━━ Records to process ━━

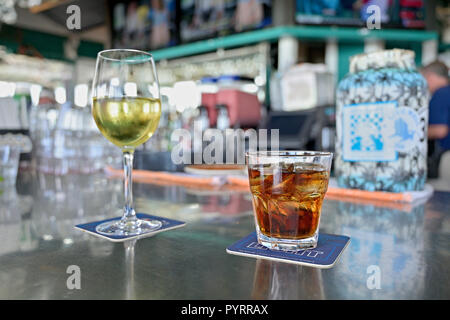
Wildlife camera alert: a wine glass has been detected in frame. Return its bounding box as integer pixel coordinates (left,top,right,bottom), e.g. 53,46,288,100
92,49,161,236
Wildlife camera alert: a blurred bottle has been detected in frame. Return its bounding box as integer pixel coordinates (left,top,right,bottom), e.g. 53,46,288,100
216,104,230,130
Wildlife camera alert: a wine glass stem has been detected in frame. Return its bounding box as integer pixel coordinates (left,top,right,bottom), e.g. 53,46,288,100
122,150,136,222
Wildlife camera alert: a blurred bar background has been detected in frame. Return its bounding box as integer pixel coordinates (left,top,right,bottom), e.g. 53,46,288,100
0,0,450,182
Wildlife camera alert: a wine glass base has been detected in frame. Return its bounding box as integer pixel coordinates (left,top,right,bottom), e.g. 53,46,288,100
95,219,162,237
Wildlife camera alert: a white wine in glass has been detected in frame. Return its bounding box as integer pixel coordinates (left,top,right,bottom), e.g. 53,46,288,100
92,49,161,236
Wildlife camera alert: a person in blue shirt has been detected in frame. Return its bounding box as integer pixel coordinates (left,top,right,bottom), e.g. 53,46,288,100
422,61,450,178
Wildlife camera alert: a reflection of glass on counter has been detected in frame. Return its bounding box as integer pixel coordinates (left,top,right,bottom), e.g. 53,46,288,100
252,259,325,300
322,201,426,299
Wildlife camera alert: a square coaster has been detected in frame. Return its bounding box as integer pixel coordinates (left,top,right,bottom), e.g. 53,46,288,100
75,213,186,242
227,232,350,269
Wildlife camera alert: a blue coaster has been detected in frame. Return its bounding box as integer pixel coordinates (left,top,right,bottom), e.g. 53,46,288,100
227,232,350,269
75,213,186,242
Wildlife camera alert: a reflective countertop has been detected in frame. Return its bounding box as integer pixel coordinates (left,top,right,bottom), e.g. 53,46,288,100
0,172,450,300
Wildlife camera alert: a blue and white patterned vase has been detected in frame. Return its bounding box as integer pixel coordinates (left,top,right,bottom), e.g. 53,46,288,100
335,49,428,192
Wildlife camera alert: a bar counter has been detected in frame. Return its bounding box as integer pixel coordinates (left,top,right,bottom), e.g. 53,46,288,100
0,171,450,300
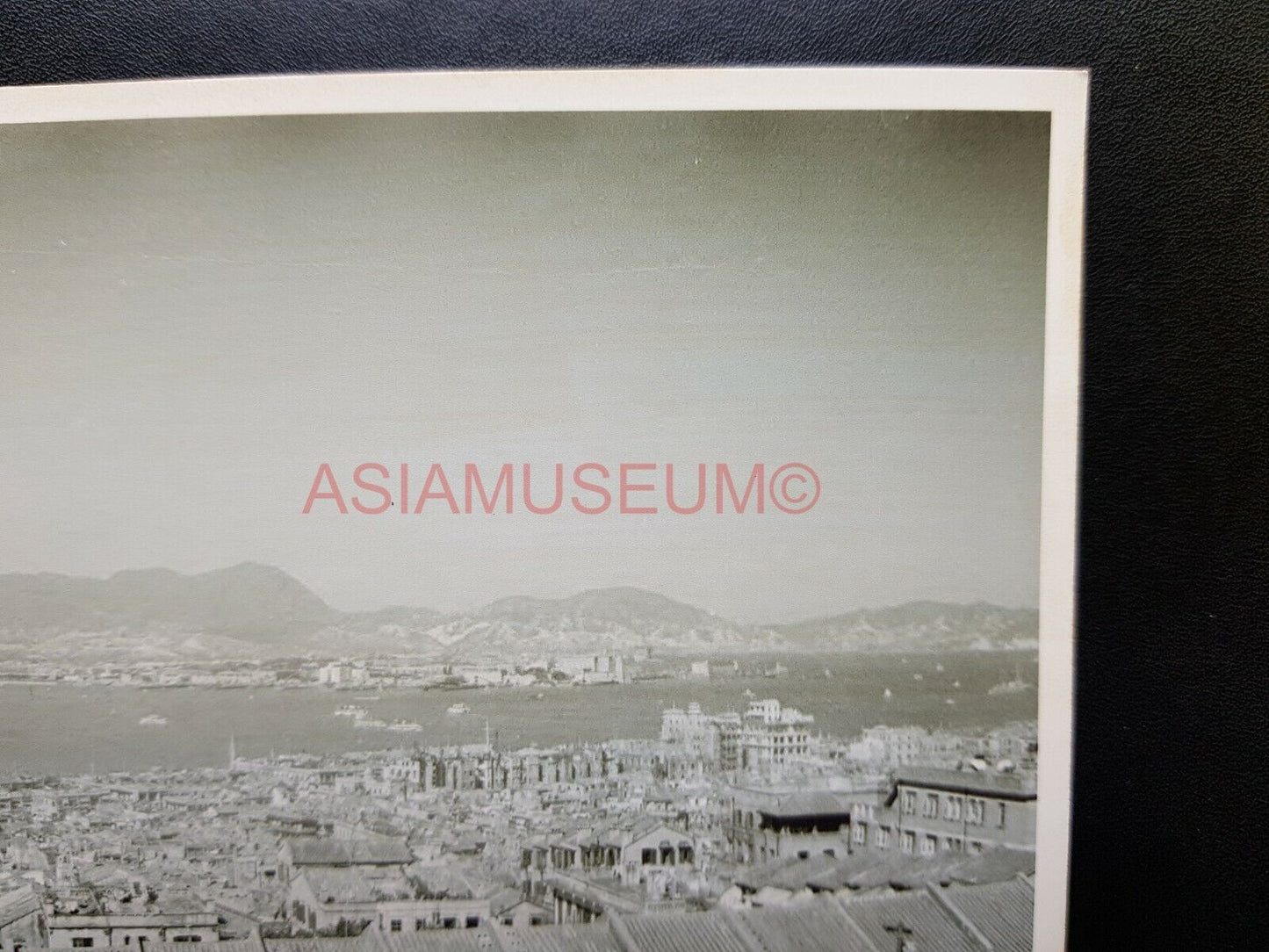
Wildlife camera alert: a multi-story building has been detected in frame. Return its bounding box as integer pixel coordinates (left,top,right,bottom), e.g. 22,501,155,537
738,698,815,770
850,767,1035,855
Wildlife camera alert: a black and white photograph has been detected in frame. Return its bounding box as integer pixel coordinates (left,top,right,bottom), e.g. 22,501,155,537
0,69,1086,952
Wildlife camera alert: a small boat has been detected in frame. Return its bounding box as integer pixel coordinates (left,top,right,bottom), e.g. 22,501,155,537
987,678,1035,696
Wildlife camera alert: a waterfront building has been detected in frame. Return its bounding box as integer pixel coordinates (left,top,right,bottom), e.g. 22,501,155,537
852,767,1035,857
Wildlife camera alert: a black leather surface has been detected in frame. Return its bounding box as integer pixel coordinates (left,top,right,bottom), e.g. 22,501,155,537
0,0,1269,949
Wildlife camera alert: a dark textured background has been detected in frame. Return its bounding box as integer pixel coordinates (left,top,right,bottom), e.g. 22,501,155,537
0,0,1269,949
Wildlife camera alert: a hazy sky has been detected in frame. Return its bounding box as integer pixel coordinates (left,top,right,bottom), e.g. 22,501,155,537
0,113,1049,621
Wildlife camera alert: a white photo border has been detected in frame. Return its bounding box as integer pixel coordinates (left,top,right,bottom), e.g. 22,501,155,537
0,66,1089,952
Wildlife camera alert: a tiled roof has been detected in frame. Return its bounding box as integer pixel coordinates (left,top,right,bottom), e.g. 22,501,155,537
890,767,1035,800
287,836,414,866
730,900,876,952
614,912,750,952
759,790,850,816
939,877,1035,952
840,890,984,952
357,927,500,952
946,847,1035,886
255,877,1035,952
495,919,625,952
0,886,40,926
300,867,415,903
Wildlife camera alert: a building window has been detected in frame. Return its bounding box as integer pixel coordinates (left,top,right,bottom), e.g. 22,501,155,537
964,798,984,826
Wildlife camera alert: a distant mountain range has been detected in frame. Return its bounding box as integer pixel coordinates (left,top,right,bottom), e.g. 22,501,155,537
0,562,1038,662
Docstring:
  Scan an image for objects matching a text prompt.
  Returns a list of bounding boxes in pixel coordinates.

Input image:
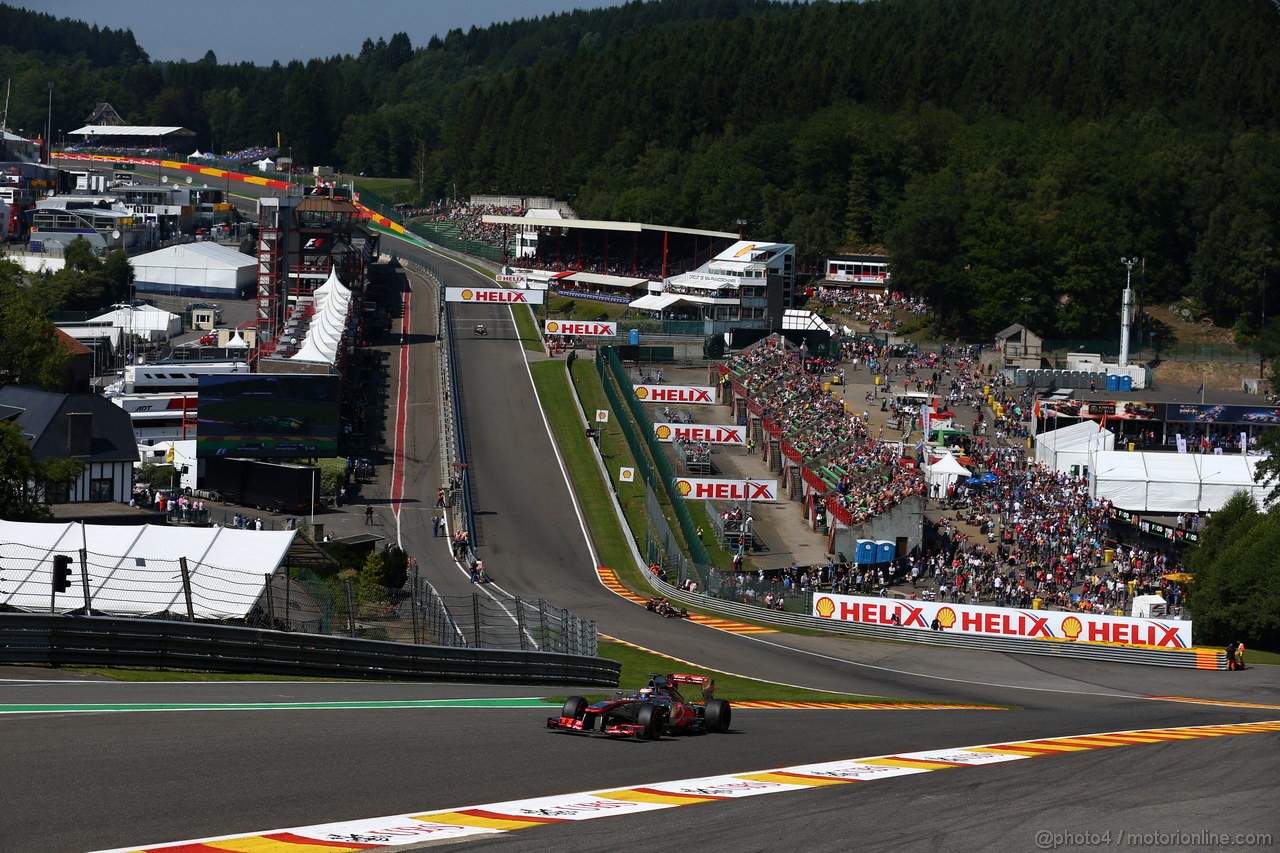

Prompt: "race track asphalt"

[12,178,1280,853]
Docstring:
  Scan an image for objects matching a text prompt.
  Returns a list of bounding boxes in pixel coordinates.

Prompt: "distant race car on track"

[547,675,732,740]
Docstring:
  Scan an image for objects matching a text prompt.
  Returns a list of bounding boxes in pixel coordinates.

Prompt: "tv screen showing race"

[196,374,340,459]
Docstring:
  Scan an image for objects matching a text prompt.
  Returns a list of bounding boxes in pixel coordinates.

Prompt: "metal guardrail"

[646,573,1226,670]
[0,613,622,686]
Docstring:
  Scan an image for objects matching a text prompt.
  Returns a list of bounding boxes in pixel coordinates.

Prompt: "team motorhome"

[111,391,197,446]
[105,361,248,397]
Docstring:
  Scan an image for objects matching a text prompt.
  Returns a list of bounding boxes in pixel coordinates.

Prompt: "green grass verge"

[355,178,417,205]
[63,666,340,681]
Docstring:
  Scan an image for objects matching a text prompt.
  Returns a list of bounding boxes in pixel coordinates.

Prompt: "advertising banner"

[653,424,746,444]
[444,287,543,305]
[635,386,716,406]
[676,476,778,502]
[1165,403,1280,424]
[810,593,1192,648]
[545,320,618,338]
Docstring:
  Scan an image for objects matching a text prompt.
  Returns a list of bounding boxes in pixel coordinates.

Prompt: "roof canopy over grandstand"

[484,210,739,240]
[68,124,196,147]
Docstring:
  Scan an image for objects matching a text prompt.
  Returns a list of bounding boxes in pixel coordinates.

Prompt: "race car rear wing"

[667,672,716,699]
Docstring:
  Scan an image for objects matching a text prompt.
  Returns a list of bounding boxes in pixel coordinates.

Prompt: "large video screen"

[196,374,340,459]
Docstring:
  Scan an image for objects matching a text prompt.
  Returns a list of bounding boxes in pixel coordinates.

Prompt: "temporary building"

[1036,420,1116,471]
[129,242,257,300]
[924,453,970,494]
[0,521,297,619]
[1091,451,1270,514]
[291,269,351,365]
[87,304,182,341]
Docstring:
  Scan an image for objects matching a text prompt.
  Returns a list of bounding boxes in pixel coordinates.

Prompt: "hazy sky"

[5,0,622,65]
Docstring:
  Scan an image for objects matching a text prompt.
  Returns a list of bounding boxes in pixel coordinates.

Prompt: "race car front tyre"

[636,702,667,740]
[703,699,733,734]
[561,695,586,720]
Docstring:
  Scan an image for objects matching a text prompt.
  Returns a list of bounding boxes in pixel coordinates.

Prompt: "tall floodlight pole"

[1120,257,1142,368]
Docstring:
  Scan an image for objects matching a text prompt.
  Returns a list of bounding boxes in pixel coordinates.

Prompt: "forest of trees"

[0,0,1280,341]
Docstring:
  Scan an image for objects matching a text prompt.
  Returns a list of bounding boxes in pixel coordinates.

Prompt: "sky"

[5,0,623,65]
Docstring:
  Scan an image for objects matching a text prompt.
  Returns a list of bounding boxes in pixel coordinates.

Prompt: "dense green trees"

[1187,492,1280,649]
[0,260,68,388]
[0,0,1280,337]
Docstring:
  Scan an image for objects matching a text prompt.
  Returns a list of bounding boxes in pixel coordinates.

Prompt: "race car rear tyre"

[703,699,733,734]
[636,702,667,740]
[561,695,586,720]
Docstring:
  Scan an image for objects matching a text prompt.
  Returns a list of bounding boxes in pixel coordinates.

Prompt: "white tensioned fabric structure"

[0,521,297,619]
[291,263,351,364]
[924,453,970,492]
[1036,420,1116,471]
[1091,451,1270,514]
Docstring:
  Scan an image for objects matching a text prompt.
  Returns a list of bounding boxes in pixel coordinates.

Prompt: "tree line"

[0,0,1280,341]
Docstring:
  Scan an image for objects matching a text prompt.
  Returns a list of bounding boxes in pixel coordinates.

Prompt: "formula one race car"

[644,597,689,619]
[547,675,732,740]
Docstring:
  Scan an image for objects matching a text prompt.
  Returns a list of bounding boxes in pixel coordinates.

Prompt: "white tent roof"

[1036,420,1116,471]
[88,305,182,334]
[630,293,681,311]
[1093,451,1268,514]
[782,309,836,337]
[129,241,257,269]
[289,269,351,364]
[0,521,297,619]
[929,453,969,476]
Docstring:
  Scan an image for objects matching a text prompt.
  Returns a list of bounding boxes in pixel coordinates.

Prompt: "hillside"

[0,0,1280,338]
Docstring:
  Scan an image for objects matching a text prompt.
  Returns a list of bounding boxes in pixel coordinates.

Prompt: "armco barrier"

[0,613,622,686]
[648,575,1226,670]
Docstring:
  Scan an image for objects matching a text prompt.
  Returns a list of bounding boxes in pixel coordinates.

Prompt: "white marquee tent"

[129,242,257,300]
[924,453,970,496]
[0,521,297,619]
[1036,420,1116,471]
[289,269,351,364]
[1089,451,1270,514]
[88,305,182,341]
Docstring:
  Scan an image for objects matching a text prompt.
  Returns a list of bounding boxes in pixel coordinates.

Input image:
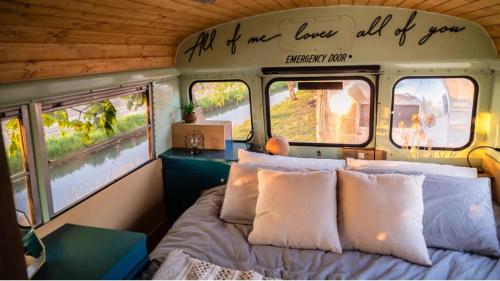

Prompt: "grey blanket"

[151,187,500,279]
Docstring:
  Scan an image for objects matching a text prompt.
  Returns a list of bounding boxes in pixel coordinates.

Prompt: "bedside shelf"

[160,143,246,225]
[33,224,149,280]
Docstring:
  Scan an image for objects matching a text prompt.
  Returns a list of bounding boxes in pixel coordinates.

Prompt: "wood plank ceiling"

[0,0,500,82]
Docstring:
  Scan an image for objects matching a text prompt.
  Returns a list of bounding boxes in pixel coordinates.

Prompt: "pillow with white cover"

[238,149,345,171]
[248,169,342,253]
[359,169,500,257]
[220,163,288,224]
[347,158,477,178]
[337,170,432,266]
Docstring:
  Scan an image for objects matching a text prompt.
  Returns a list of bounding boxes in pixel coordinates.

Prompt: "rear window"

[391,77,477,150]
[267,77,374,146]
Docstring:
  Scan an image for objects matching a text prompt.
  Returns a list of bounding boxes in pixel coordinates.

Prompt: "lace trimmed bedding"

[153,250,269,280]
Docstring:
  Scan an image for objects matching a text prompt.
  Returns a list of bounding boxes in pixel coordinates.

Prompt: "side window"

[267,77,374,146]
[42,87,153,214]
[390,77,477,149]
[190,81,252,141]
[0,108,41,224]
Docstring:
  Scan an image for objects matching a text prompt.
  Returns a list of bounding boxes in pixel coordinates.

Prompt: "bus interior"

[0,0,500,280]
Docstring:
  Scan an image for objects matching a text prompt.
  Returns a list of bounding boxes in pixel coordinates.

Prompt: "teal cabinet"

[33,224,149,280]
[160,143,245,225]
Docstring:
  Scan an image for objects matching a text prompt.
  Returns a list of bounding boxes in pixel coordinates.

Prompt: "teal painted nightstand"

[33,224,149,280]
[160,143,246,225]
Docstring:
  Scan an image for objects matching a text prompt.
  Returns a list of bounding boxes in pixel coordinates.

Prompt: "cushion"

[360,169,500,257]
[248,169,342,253]
[347,158,477,178]
[338,170,432,265]
[220,163,287,224]
[238,149,345,170]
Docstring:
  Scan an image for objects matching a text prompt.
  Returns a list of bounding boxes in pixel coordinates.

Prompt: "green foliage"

[181,101,198,115]
[4,93,148,171]
[4,118,24,174]
[271,91,316,142]
[197,82,249,113]
[45,114,147,160]
[269,81,288,92]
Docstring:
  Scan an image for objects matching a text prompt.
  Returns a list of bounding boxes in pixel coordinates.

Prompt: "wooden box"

[172,120,233,150]
[342,147,387,160]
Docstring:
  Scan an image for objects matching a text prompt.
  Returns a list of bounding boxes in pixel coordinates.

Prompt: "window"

[267,77,374,146]
[0,106,41,224]
[190,81,252,141]
[41,86,153,214]
[391,77,477,150]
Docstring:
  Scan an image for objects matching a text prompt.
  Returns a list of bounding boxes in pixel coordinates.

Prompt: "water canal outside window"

[0,109,40,224]
[42,86,152,213]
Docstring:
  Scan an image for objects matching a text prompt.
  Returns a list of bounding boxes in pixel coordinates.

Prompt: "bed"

[144,186,500,279]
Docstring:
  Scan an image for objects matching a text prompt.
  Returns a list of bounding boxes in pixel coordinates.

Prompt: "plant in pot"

[181,101,198,123]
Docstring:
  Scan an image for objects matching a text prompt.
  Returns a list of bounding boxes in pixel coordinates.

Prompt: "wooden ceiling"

[0,0,500,82]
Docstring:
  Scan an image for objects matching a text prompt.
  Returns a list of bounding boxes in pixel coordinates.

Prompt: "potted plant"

[181,101,198,123]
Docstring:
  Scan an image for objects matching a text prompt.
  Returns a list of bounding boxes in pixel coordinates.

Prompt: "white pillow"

[238,149,345,171]
[347,158,477,178]
[248,170,342,253]
[338,170,432,265]
[220,163,287,224]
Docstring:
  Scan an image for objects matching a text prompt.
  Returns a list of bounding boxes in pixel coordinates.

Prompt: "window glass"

[268,79,373,145]
[42,93,151,213]
[0,116,34,223]
[391,78,476,149]
[191,81,252,140]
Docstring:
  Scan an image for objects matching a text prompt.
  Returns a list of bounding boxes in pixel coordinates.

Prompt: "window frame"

[389,75,479,151]
[35,83,155,215]
[0,105,43,226]
[188,79,254,143]
[264,75,377,147]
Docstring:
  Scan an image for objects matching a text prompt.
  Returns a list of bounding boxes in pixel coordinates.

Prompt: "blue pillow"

[357,166,500,257]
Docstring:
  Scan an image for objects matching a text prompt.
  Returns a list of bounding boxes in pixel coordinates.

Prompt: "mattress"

[149,186,500,279]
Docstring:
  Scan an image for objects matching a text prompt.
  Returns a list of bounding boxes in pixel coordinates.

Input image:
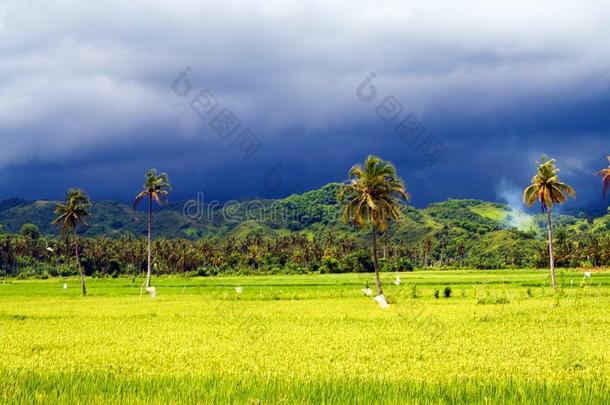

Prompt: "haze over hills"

[0,183,610,242]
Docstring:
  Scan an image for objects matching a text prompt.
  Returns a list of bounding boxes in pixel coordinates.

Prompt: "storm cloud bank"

[0,0,610,205]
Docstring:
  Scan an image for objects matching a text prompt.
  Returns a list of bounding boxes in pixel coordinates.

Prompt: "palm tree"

[597,156,610,198]
[53,189,91,296]
[523,156,576,288]
[133,169,172,288]
[338,155,409,295]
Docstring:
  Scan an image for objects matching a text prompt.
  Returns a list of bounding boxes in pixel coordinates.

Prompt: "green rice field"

[0,270,610,404]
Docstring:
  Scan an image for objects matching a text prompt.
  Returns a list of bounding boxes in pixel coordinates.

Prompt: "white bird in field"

[146,287,157,299]
[373,294,390,309]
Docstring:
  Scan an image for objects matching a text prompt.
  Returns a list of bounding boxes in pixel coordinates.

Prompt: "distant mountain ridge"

[0,183,610,241]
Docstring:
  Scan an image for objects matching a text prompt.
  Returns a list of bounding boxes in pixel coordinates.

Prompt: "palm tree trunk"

[546,210,557,289]
[146,195,152,288]
[372,226,383,295]
[74,228,87,297]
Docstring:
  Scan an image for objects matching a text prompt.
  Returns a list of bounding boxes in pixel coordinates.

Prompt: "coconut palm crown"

[523,156,576,212]
[523,156,576,288]
[597,156,610,198]
[133,169,172,288]
[339,155,410,231]
[53,189,91,296]
[338,155,409,296]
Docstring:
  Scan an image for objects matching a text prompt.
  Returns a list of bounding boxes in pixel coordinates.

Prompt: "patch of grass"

[0,270,610,404]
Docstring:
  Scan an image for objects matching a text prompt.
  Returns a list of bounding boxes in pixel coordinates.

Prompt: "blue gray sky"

[0,0,610,207]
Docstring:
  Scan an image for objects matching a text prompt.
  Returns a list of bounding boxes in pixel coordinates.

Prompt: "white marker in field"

[146,287,157,299]
[373,294,390,309]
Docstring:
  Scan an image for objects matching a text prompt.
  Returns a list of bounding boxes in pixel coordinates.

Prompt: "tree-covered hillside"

[0,183,610,273]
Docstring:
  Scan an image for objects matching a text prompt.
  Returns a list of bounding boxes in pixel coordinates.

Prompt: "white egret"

[373,294,390,309]
[146,286,157,299]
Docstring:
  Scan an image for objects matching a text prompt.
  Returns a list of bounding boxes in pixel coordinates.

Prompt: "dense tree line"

[0,226,610,277]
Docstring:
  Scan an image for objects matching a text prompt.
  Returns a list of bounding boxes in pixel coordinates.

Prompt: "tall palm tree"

[53,189,91,296]
[338,155,409,295]
[523,156,576,288]
[133,169,172,288]
[597,156,610,198]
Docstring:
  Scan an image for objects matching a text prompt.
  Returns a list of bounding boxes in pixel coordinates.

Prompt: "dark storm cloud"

[0,1,610,205]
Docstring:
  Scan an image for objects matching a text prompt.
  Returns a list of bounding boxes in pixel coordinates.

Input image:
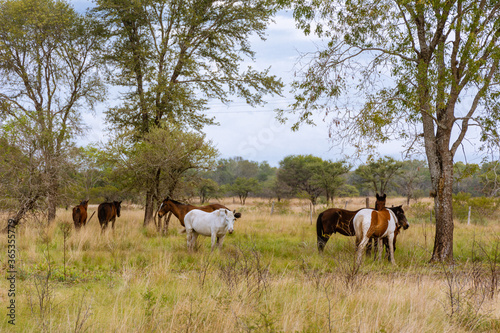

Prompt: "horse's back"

[353,208,396,237]
[184,209,216,236]
[371,208,396,237]
[321,208,358,236]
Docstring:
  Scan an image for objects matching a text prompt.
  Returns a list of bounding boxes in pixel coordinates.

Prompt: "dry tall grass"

[0,198,500,332]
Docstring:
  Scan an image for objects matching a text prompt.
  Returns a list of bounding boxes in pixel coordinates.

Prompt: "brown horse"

[316,202,406,252]
[97,201,122,232]
[375,193,387,210]
[353,206,410,267]
[366,193,388,256]
[158,197,241,226]
[73,199,89,230]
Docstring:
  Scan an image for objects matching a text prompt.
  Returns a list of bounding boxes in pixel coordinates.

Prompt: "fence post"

[467,206,470,225]
[309,202,312,225]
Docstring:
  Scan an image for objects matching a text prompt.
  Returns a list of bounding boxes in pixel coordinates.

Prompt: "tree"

[0,0,105,222]
[479,161,500,197]
[313,161,351,203]
[93,0,283,223]
[354,156,403,195]
[277,155,323,206]
[111,126,218,225]
[229,177,261,205]
[197,178,219,204]
[280,0,500,261]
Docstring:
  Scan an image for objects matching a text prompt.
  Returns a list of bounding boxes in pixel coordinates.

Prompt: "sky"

[72,0,481,166]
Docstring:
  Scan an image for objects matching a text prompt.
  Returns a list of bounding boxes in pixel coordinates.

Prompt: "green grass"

[0,201,500,332]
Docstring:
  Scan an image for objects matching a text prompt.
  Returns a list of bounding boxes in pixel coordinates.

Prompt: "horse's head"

[375,193,387,210]
[113,201,122,217]
[391,206,410,230]
[223,208,236,234]
[158,197,170,217]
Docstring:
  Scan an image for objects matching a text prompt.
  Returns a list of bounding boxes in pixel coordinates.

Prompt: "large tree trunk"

[143,168,161,226]
[426,116,454,262]
[431,167,454,262]
[47,167,59,224]
[143,190,154,226]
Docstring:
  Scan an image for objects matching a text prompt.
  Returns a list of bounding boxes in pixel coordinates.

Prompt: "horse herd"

[73,193,409,266]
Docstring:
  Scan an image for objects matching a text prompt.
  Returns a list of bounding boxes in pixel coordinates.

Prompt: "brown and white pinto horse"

[316,193,387,252]
[97,201,122,232]
[73,199,89,230]
[158,197,241,227]
[353,206,409,267]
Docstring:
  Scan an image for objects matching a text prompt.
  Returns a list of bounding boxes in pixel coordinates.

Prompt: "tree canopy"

━━━

The request
Format the stretch of records from the line containing "Wildlife camera alert: a wine glass stem" through the line containing "122,150,136,222" as a two-column CSV with the columns request and answer. Give one row per request, put each value in a single quoted field, and replace line breaks with spaces.

Result for this task
request,answer
"Wildlife camera alert: a wine glass stem has been detected in frame. Return its bounding box as integer pixel coordinates (left,top,right,bottom), e.g. 53,46,288,100","122,150,136,222"